━━━ DONNÉES AFFICHÉES ━━━

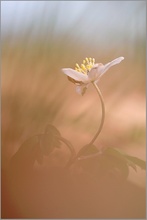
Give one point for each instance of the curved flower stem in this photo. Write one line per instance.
(99, 129)
(71, 148)
(103, 114)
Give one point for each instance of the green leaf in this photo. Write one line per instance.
(139, 162)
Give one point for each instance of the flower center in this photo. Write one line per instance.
(86, 66)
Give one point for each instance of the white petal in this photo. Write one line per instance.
(76, 75)
(103, 68)
(81, 89)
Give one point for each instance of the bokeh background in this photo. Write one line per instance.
(39, 38)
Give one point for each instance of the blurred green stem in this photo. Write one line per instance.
(103, 113)
(87, 146)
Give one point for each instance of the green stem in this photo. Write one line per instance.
(103, 114)
(99, 129)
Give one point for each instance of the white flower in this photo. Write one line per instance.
(88, 72)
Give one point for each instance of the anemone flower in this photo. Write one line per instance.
(88, 72)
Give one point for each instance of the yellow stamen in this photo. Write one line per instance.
(85, 66)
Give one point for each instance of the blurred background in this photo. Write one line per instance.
(39, 38)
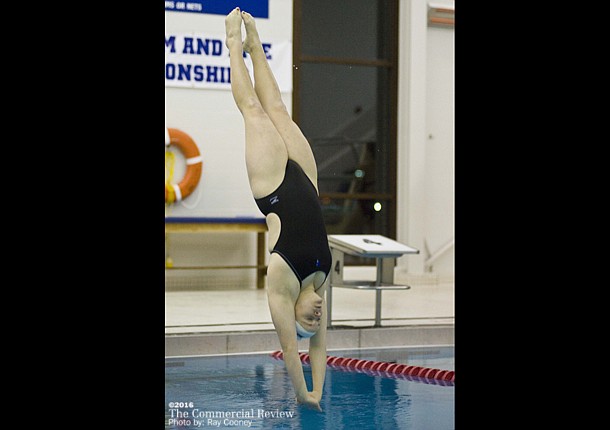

━━━

(VOS CONSIGNES):
Remplacez « yellow stamen » par « golden stamen » dans les lignes allant de celle qui contient « Give one point for each instance of the anemone » jusqu'à la fin des données incluse, sans rien modifier d'autre. Recopiez uniquement ces lignes, sans les images.

(EXERCICE RÉALISÉ):
Give one point for each instance of the anemone flower in this photo. Write one line per instance.
(88, 72)
Give one point for each instance of the golden stamen in this photo. Write one line per instance.
(85, 66)
Give one point for each instance of the blurred background in this photo. Write one line per instance.
(39, 38)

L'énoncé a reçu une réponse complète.